BEGIN Given records

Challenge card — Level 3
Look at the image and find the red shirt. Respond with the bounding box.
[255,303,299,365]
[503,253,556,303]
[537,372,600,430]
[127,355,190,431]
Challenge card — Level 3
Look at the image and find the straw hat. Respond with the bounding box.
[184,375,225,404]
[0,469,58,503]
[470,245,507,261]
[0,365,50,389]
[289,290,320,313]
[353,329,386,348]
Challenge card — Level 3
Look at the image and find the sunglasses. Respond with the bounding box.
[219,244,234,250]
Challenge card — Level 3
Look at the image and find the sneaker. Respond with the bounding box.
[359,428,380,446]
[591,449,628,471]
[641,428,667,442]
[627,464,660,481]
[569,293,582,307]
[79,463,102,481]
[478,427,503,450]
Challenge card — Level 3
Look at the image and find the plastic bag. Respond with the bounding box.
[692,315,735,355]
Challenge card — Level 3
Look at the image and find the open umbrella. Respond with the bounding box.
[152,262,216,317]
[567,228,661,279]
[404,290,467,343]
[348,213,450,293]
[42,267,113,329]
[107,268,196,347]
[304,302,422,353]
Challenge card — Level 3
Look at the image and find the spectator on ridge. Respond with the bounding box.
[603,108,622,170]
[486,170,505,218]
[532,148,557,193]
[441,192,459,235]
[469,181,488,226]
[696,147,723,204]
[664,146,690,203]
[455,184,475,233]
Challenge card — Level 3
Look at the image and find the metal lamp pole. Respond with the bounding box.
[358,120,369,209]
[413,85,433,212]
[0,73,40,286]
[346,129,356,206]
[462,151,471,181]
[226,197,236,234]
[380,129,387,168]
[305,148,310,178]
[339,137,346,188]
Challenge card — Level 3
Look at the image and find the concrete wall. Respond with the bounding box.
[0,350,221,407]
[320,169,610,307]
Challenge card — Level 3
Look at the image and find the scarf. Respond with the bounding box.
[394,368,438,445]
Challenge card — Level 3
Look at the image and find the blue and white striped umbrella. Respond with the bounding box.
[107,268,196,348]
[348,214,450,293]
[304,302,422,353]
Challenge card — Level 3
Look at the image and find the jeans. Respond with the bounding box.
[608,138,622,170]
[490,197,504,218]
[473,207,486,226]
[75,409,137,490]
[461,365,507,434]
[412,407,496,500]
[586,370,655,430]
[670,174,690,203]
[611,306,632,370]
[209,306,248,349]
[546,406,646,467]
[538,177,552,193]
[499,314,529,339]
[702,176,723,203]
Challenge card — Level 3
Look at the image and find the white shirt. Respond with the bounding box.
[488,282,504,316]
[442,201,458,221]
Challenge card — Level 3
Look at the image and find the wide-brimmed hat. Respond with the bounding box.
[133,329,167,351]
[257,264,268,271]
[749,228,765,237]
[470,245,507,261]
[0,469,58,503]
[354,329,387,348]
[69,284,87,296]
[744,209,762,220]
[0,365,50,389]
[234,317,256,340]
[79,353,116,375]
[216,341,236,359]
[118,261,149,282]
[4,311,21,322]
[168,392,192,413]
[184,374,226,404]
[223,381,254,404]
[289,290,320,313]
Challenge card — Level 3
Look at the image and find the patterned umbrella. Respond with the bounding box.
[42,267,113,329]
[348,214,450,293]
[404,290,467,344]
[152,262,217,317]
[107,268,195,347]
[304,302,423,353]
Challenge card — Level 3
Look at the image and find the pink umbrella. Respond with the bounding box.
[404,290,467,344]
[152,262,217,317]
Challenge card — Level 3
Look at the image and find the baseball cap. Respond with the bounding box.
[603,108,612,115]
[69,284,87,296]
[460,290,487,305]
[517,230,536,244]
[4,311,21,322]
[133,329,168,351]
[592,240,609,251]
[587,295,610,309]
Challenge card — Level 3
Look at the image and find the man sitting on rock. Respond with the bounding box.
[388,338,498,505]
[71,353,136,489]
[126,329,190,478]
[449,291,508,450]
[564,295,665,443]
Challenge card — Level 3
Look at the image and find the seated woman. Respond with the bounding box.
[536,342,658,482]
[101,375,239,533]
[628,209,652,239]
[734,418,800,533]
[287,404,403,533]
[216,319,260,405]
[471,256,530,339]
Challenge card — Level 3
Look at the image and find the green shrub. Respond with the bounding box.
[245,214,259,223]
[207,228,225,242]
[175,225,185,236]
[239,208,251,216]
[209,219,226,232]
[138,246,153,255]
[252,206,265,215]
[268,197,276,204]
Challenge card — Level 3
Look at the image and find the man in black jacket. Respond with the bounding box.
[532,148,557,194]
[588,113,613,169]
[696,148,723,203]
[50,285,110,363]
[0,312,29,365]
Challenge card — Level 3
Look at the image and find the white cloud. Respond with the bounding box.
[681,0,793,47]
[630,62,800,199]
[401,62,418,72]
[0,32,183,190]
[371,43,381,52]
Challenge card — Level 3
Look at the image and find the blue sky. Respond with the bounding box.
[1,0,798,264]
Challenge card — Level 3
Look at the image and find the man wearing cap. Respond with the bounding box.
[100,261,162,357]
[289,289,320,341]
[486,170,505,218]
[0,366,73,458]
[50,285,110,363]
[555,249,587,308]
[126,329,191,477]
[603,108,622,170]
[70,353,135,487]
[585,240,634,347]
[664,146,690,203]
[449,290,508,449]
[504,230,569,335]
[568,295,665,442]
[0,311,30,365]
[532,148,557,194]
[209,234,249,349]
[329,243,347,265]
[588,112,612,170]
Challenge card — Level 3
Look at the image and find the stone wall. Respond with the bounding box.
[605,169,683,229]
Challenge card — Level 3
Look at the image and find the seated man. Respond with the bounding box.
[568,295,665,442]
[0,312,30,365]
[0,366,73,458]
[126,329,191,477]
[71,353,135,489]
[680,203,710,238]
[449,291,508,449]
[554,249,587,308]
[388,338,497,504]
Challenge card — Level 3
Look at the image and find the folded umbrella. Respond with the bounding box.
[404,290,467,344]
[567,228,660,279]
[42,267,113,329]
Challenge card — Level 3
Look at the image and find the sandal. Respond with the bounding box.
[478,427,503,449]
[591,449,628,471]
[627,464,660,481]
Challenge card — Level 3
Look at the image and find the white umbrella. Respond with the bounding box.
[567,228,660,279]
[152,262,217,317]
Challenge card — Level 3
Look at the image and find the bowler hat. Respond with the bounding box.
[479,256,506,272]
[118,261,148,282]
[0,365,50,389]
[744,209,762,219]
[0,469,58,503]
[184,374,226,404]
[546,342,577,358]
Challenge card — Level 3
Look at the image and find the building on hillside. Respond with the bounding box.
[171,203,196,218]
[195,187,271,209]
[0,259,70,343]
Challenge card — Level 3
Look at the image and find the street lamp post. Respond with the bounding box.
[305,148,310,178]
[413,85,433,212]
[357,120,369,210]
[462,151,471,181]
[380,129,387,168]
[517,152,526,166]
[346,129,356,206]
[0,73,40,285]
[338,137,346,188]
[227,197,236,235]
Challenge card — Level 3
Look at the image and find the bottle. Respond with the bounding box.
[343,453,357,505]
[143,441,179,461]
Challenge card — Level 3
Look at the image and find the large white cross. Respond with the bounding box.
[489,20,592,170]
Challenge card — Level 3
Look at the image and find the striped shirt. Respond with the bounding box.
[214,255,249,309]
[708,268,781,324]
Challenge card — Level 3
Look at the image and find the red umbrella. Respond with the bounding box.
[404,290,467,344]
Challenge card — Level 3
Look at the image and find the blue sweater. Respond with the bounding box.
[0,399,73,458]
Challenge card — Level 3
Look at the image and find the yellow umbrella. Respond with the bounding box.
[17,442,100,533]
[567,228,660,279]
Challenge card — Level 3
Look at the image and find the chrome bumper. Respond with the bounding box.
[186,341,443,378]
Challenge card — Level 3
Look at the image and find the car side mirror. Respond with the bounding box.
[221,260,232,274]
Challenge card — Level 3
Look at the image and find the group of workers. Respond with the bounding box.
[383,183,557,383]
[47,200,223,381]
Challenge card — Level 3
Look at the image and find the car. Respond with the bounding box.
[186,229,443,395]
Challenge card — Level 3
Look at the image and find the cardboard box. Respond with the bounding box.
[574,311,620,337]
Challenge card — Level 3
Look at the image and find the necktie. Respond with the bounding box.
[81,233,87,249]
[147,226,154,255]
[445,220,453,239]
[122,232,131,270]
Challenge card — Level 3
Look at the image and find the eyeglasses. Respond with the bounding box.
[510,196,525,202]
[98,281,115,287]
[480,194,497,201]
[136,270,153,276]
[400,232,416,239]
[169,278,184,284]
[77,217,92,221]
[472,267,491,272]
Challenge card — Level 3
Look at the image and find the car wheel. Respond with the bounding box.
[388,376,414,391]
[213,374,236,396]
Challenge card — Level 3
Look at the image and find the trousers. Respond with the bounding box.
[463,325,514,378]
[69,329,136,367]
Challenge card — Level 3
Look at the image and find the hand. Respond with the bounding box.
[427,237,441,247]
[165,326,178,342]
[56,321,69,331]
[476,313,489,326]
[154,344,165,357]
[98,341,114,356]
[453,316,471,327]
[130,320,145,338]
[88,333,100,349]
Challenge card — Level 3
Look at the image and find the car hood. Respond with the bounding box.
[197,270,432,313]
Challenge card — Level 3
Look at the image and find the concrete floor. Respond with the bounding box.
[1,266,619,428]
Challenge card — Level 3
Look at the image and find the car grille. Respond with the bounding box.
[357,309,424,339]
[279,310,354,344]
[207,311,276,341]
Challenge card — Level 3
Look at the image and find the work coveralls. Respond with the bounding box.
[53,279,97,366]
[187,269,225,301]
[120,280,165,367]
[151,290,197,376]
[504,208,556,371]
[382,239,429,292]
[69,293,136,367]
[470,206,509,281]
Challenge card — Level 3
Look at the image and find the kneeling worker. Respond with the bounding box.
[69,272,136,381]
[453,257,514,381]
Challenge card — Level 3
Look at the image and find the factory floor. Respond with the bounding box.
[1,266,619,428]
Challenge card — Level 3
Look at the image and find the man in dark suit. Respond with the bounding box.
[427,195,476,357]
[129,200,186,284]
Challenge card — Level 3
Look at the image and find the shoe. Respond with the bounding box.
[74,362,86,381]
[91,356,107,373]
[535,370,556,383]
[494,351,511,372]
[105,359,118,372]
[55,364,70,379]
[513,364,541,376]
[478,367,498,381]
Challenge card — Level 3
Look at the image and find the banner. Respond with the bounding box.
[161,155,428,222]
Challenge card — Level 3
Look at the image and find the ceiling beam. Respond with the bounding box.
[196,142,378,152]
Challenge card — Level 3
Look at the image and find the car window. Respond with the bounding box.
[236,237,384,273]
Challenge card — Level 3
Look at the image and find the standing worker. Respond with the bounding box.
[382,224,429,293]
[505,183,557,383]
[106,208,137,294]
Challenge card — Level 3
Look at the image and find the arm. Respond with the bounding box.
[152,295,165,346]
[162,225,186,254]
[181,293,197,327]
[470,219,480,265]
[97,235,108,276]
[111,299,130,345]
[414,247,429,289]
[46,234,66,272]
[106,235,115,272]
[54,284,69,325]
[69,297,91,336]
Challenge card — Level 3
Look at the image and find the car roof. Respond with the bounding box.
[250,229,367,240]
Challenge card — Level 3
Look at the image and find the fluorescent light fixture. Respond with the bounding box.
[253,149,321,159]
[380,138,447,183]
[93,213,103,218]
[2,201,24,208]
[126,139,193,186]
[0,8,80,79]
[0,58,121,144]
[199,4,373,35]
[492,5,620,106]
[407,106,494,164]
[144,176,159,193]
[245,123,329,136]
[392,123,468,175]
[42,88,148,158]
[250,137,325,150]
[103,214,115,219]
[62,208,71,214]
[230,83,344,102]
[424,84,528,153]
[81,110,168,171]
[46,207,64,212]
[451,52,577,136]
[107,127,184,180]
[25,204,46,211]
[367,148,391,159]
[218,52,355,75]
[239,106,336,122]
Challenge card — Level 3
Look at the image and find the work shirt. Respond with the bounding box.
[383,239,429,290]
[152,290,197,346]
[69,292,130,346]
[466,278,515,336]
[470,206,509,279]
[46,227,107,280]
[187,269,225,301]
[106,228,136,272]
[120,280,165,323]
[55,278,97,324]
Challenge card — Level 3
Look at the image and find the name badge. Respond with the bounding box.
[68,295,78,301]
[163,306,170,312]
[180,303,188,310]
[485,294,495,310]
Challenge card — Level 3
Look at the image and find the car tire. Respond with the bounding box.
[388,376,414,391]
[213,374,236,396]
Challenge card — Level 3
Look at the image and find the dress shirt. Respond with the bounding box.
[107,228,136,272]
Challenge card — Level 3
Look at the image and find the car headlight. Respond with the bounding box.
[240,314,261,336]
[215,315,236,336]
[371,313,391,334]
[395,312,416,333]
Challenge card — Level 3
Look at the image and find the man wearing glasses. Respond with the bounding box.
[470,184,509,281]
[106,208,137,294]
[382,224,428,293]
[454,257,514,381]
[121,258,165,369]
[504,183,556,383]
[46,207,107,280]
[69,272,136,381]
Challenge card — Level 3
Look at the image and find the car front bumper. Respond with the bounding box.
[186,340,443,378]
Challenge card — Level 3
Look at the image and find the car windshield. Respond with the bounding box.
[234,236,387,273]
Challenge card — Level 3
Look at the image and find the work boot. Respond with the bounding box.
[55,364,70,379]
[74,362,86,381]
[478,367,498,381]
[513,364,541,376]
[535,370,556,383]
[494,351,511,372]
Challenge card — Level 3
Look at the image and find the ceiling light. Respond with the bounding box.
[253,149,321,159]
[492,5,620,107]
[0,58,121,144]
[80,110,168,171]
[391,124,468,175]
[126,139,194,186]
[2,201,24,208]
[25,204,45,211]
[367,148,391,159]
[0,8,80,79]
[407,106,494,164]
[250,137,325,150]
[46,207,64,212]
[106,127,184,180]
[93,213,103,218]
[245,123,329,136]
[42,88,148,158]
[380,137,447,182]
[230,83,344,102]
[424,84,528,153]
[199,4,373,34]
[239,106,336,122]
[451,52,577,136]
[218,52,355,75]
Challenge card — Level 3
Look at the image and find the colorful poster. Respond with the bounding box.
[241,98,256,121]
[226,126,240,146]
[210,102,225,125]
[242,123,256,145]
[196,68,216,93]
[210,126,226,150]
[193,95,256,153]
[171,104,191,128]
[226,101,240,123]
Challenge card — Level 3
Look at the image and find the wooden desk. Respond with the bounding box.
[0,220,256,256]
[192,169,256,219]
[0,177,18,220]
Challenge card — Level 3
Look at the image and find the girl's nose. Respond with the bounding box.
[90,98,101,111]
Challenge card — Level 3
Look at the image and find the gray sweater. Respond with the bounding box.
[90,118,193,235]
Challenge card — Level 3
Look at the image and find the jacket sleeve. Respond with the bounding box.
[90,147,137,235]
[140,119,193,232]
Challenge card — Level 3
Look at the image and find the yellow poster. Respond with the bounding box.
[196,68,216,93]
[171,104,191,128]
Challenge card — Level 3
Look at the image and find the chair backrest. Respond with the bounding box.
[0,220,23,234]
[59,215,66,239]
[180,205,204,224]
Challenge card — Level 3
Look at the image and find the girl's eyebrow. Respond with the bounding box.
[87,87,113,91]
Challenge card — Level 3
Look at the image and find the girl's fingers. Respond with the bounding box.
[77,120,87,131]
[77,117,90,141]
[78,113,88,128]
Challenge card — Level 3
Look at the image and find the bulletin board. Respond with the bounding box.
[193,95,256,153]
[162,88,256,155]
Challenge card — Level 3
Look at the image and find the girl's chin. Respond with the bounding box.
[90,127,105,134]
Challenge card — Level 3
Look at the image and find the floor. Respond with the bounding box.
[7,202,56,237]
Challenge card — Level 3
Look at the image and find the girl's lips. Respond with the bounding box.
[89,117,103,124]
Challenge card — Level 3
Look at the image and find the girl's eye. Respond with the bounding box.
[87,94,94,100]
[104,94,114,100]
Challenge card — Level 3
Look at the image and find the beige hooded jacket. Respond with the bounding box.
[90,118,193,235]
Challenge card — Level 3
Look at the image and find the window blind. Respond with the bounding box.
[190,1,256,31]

END Given records

▸ **Exercise brief**
Exactly the lines from the one containing "Look at the image and find the girl's chin." through the final line of the records must appear in your reply, and no others.

▸ **Result**
Look at the image and find the girl's chin. Respond with the bounding box.
[90,127,105,134]
Challenge card — Level 3
Look at the image and find the floor. Respond with the bounding box.
[7,202,56,237]
Challenge card — Level 3
Look at the image and find the girl's lips. Respond with the bounding box.
[89,117,103,124]
Challenge card — Level 3
Look at the image and find the girl's eye. Respond with the bounding box.
[87,94,94,100]
[104,94,114,100]
Challenge card — Level 3
Look at the image and find the beige hooded jacket. Respond with the bounding box.
[90,118,193,235]
Challenge card — Level 3
Look at the image and find the window blind. Respond with the bounding box.
[190,1,256,31]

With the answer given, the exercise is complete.